> **PROBLEM DESCRIPTION**: Nothing may be dropped or altered: reproduce all the data.
--- Start of RECORDS PROVIDED ---
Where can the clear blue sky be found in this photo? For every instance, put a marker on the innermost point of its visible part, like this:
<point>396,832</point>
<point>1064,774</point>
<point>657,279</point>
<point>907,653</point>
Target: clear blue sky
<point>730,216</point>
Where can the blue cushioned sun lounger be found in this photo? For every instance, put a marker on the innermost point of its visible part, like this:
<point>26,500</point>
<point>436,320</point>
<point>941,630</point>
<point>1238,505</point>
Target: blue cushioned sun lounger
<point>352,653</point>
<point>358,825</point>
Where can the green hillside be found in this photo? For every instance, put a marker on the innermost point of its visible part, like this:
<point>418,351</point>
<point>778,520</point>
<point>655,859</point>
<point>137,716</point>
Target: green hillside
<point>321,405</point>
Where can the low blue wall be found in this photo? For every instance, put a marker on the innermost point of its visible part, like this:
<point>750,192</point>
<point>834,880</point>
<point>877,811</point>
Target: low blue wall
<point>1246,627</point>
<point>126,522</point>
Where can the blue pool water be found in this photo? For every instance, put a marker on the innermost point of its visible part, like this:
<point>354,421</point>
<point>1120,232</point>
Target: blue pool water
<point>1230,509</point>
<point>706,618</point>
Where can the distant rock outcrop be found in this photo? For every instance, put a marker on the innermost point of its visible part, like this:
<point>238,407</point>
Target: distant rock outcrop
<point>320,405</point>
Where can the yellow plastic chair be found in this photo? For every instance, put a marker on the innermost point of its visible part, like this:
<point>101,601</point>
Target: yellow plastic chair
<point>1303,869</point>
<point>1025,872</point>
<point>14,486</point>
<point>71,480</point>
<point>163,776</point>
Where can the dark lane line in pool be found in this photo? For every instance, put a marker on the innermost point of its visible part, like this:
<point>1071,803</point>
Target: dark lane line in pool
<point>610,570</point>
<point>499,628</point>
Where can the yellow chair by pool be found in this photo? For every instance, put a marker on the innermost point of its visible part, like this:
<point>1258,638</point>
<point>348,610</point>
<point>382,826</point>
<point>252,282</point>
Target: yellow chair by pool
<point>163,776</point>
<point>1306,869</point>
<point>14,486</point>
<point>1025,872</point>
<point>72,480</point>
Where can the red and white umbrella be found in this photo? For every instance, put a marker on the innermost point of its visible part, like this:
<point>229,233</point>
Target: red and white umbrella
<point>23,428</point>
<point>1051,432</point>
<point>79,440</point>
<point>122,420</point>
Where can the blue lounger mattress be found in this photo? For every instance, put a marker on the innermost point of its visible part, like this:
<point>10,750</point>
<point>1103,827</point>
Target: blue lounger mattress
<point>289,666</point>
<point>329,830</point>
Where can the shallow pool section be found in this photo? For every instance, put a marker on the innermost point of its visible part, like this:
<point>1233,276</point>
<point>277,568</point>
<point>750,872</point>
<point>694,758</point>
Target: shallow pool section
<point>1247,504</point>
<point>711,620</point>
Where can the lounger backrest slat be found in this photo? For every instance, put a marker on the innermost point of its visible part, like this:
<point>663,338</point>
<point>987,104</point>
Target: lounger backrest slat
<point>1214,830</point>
--- End of RECORDS PROVIDED ---
> **WRITTEN ANSWER**:
Where can the clear blue sky be found in this photo? For every instance, put a marker on the innermost point of its visible part, like this:
<point>396,832</point>
<point>1064,774</point>
<point>657,279</point>
<point>907,653</point>
Target: clear blue sky
<point>730,216</point>
Where can the blue cushioned sun lounger be found in this photo? For every instance, put a marker on the innermost point of its visible part, like this:
<point>26,500</point>
<point>436,320</point>
<point>941,630</point>
<point>1238,505</point>
Target: blue cushioned sun lounger
<point>352,653</point>
<point>358,825</point>
Where can the green hillside be found in this photo? For every instance, put a marker on the innermost point of its visible part, like this:
<point>418,351</point>
<point>778,520</point>
<point>655,859</point>
<point>137,716</point>
Target: green hillside
<point>321,405</point>
Where can the low blue wall be found in this photo? For every instance, put a marker on the innermost point of its visible part, like this:
<point>750,192</point>
<point>834,880</point>
<point>877,811</point>
Target: low blue wall
<point>1246,627</point>
<point>126,522</point>
Where can the blue pool water be found in this photo? For every instance, put a marker on the innermost point of its visible part, like this:
<point>354,421</point>
<point>1120,232</point>
Target: blue pool water
<point>1230,509</point>
<point>706,618</point>
Where can the distant rock outcrop be found in this photo? For every instance, put a marker on the innermost point of its visible part, like this:
<point>238,407</point>
Target: distant rock outcrop
<point>320,405</point>
Where can the yellow plastic chair be found in this photo? For every instance, put a marker on the innermost point of its visible part, like this:
<point>101,601</point>
Target: yellow plastic chair
<point>1303,869</point>
<point>1025,872</point>
<point>14,486</point>
<point>71,480</point>
<point>163,776</point>
Where can the dark lane line in pool be found in this photo? For every instance, put a marker on the innermost point of its visible part, like this:
<point>1071,803</point>
Target: dark lane line in pool
<point>610,570</point>
<point>499,628</point>
Where can the yellow chair by pool be found in this photo? For every instance, put a marker on the innermost point of its visible part, like this:
<point>1258,638</point>
<point>348,610</point>
<point>382,826</point>
<point>252,282</point>
Target: yellow chair by pool
<point>163,776</point>
<point>1306,869</point>
<point>14,486</point>
<point>1025,872</point>
<point>72,480</point>
Where can the red and white umbrella be found in this photo? For every instance, put a marker on the innermost point of its visible part, like this:
<point>229,233</point>
Target: red and white umbrella
<point>23,428</point>
<point>1051,432</point>
<point>79,440</point>
<point>122,420</point>
Where can the blue lounger mattress be found in this photo? For every instance, put a marker on the innermost point of its visible part, like this:
<point>10,750</point>
<point>1103,827</point>
Target: blue lounger mattress
<point>289,666</point>
<point>329,830</point>
Where can the shallow pool section be found in this photo? For every instance, put a marker on the innermost point of its visible part, like this:
<point>1233,276</point>
<point>277,568</point>
<point>750,872</point>
<point>694,758</point>
Target: shallow pool section
<point>1247,504</point>
<point>711,620</point>
Where can the lounger backrest slat be found in this photo? For every instance, put a marker on the innermost point of its visible part, like this:
<point>663,338</point>
<point>987,104</point>
Target: lounger backrest slat
<point>1214,830</point>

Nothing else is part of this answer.